• **To be done**: In the passage below on predestination, what term does Calvin use for God's choosing of who would be saved without conditions on any future choice or action?

Calvin:  That’s an easy one—my position is the clear Biblical teaching on the matter.  I believe a sovereign God before the foundation of the world chose who would be saved and go to heaven and who would be lost and go to hell.  People are predestined—before they are ever born—to either heaven or hell and there is nothing they can do to change their destination. And God did not do this “conditioned” on some future choice or action we would make.  That would be tantamount to letting salvation be a work of man.  It is unconditional election.  When a person chosen by God gets under the influence of the means of grace their faith will be born and grow.  If another person who was not previously chosen by God gets into that same flow of grace nothing whatsoever will happen for God will not grant them the gift of faith.  I believe that a person’s salvation is a matter of God’s work completely and wholly and not of man.  If a man could decide to be saved, or refuse God’s saving grace then God would not be God.  God has chosen long ago who would be His sons and daughters and who would be cast out into everlasting darkness.  The only “decision” related to one’s salvation is the decision God made before the foundation of the world.  How far will you go with me down this Emmaus road my friend, John Wesley?

• **Dataset content**:

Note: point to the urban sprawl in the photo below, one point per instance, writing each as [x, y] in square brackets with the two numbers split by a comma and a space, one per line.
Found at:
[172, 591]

• **Task output**: Unconditional election.